Why don't we use appear.in. Works in the browser without any account requirements or software. Let's say:

https://appear.in/pymc3

Sound good?

akucukelbir commented 9 years ago

perfect. friday at 11am eastern on appear.in. looking forward!

akucukelbir commented 9 years ago

wow. i didn't realize you guys had HMC. i'll be sure to cite the 2010 paper for the camera-ready version of our paper. that's a big omission on my part. apologies.

talk to you in 2 hours!

fonnesbeck commented 9 years ago

Actually, the 2010 paper is pre-HMC. We are working on something now, but it is not yet published or in press.

twiecki commented 9 years ago

We can put something up on arxiv so that it's citable.

twiecki commented 9 years ago

https://github.com/JonathanRaiman/gradient_optimizers has adagrad.

akucukelbir commented 9 years ago

hey guys. great chat!

so here are a few snippets, as promised. all the files below are under stan/src/stan/variational.

....

Tasks:
(1) Transcribe part of the thread, beginning with the words "talk to you" and stopping after "that it's citable.".
(2) According to the thread, at what time is the Friday call set?
The listing that comes next is drawn from a separate source.

Dataset content:
....

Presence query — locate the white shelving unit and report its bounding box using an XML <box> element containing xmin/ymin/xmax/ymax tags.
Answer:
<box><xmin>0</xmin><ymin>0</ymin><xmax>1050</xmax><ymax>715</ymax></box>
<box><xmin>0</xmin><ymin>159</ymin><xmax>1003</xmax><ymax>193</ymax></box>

....

Task-by-task solutions:
(1)
talk to you in 2 hours!

fonnesbeck commented 9 years ago

Actually, the 2010 paper is pre-HMC. We are working on something now, but it is not yet published or in press.

twiecki commented 9 years ago

We can put something up on arxiv so that it's citable.

(2) 11am eastern.